- THE TASK -
Reproduce every record below exactly as written, but leave out any pictures.

+---+

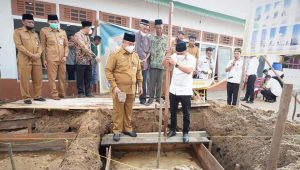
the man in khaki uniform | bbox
[40,14,69,100]
[187,35,199,59]
[13,14,46,104]
[105,33,143,142]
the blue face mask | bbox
[49,23,59,29]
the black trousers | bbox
[76,65,92,95]
[66,64,76,80]
[169,93,191,133]
[244,75,257,102]
[149,68,163,100]
[261,89,277,101]
[227,82,240,105]
[139,70,149,103]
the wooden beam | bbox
[112,143,190,152]
[105,146,111,170]
[192,144,224,170]
[266,84,293,170]
[101,131,209,146]
[0,132,77,152]
[0,118,36,130]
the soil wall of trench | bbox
[1,101,300,170]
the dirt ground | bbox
[1,100,300,170]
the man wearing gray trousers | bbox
[146,19,167,105]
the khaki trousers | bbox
[18,64,42,100]
[112,94,135,133]
[47,61,66,97]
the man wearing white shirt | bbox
[263,68,284,87]
[241,56,259,103]
[225,48,244,105]
[162,42,196,143]
[261,75,282,102]
[196,47,214,79]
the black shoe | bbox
[167,130,176,138]
[33,97,46,102]
[246,101,253,104]
[78,94,85,98]
[86,94,94,97]
[155,99,161,103]
[145,99,154,106]
[140,100,146,105]
[123,131,137,137]
[183,133,189,143]
[241,98,248,101]
[24,99,32,104]
[113,133,120,142]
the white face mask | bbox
[125,45,135,53]
[176,54,185,61]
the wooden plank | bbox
[267,84,293,170]
[101,131,209,146]
[0,132,77,152]
[0,118,36,130]
[192,143,224,170]
[112,143,190,152]
[0,98,210,110]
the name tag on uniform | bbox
[36,41,39,46]
[59,38,64,45]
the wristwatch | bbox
[175,63,179,68]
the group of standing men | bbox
[105,18,214,143]
[14,13,101,104]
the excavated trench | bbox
[0,101,300,170]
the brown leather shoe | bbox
[52,96,61,100]
[59,95,65,98]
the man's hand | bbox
[138,87,143,96]
[113,87,121,96]
[31,53,40,61]
[43,61,47,68]
[68,41,75,47]
[61,57,67,63]
[96,56,101,63]
[166,56,176,65]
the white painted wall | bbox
[0,0,17,79]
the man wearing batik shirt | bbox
[74,21,96,97]
[135,19,151,105]
[146,19,167,105]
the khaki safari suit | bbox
[105,48,143,133]
[187,45,199,59]
[40,27,68,98]
[13,26,43,100]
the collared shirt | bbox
[74,30,95,65]
[266,78,282,96]
[196,55,214,79]
[105,48,143,94]
[13,26,43,66]
[66,46,76,65]
[150,34,167,69]
[169,53,196,96]
[246,57,259,76]
[135,31,151,70]
[226,58,244,84]
[187,45,199,59]
[40,27,69,62]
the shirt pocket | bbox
[20,34,31,44]
[47,33,57,45]
[117,58,128,71]
[58,34,66,46]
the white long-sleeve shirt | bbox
[246,57,259,76]
[226,58,244,84]
[196,56,214,79]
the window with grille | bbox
[183,27,200,41]
[163,25,181,37]
[12,0,56,19]
[60,5,96,23]
[202,32,218,43]
[100,12,129,27]
[283,55,300,69]
[131,18,155,32]
[219,35,233,46]
[234,38,243,47]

+---+

- EXERCISE SOLUTION -
the man in khaki uniform | bbox
[40,14,69,100]
[187,35,199,59]
[13,14,46,104]
[105,33,143,142]
the blue face mask | bbox
[49,23,59,29]
the black trousers | bbox
[76,65,92,95]
[66,64,76,80]
[169,93,191,133]
[244,75,257,102]
[149,68,163,100]
[261,89,277,101]
[227,82,240,105]
[139,70,149,103]
the wooden beam | bbox
[112,143,190,152]
[105,146,111,170]
[192,144,224,170]
[266,84,293,170]
[101,131,209,146]
[0,132,77,152]
[0,118,36,130]
the soil wall of trench | bbox
[1,101,300,170]
the dirt ground | bbox
[1,100,300,170]
the man wearing gray trousers | bbox
[146,19,167,105]
the khaki trousers | bbox
[18,64,42,100]
[112,94,135,133]
[47,61,66,97]
the man wearing white shirt | bbox
[263,68,284,87]
[241,56,259,103]
[225,48,244,105]
[162,42,196,143]
[261,75,282,102]
[196,47,214,79]
the black shoe | bbox
[167,130,176,138]
[33,97,46,102]
[246,101,253,104]
[78,94,85,98]
[86,94,94,97]
[155,99,161,103]
[145,99,154,106]
[140,100,146,105]
[123,131,137,137]
[183,133,189,143]
[241,98,248,101]
[24,99,32,104]
[113,133,120,142]
the white face mask | bbox
[125,45,135,53]
[176,54,185,61]
the wooden plank | bbox
[267,84,293,170]
[101,131,209,146]
[0,132,77,152]
[0,118,36,130]
[192,143,224,170]
[112,143,190,152]
[0,98,210,110]
the name tag on uniform | bbox
[36,41,39,46]
[59,38,64,45]
the wristwatch | bbox
[175,63,179,68]
the group of standing men | bbox
[105,18,214,143]
[14,13,101,104]
the excavated trench | bbox
[0,101,300,170]
the brown leather shoe | bbox
[52,96,61,100]
[59,95,65,98]
the man's hand | bbox
[138,87,143,96]
[113,87,121,96]
[31,53,40,61]
[43,61,47,68]
[68,41,75,47]
[61,57,67,63]
[96,56,101,63]
[166,56,176,65]
the white painted wall | bbox
[0,0,17,79]
the man wearing batik shirt | bbox
[74,21,96,97]
[135,19,151,105]
[146,19,167,105]
the khaki safari suit | bbox
[105,48,143,133]
[187,45,199,59]
[40,27,68,98]
[13,26,43,100]
the collared shirt | bbox
[74,30,95,65]
[266,78,282,96]
[196,55,214,79]
[105,48,143,94]
[13,26,43,66]
[66,46,76,65]
[150,34,167,69]
[169,53,196,96]
[246,57,259,76]
[135,31,151,70]
[226,58,244,84]
[187,45,199,59]
[40,27,69,62]
the shirt pocket | bbox
[20,34,31,44]
[47,33,57,45]
[117,58,128,71]
[58,34,66,46]
the white long-sleeve shirt | bbox
[246,57,259,76]
[226,58,244,84]
[196,56,214,79]
the window with grille | bbox
[183,27,200,41]
[163,25,181,37]
[12,0,56,19]
[60,5,96,23]
[202,32,218,43]
[100,12,129,27]
[283,55,300,69]
[131,18,155,32]
[219,35,233,46]
[234,38,243,47]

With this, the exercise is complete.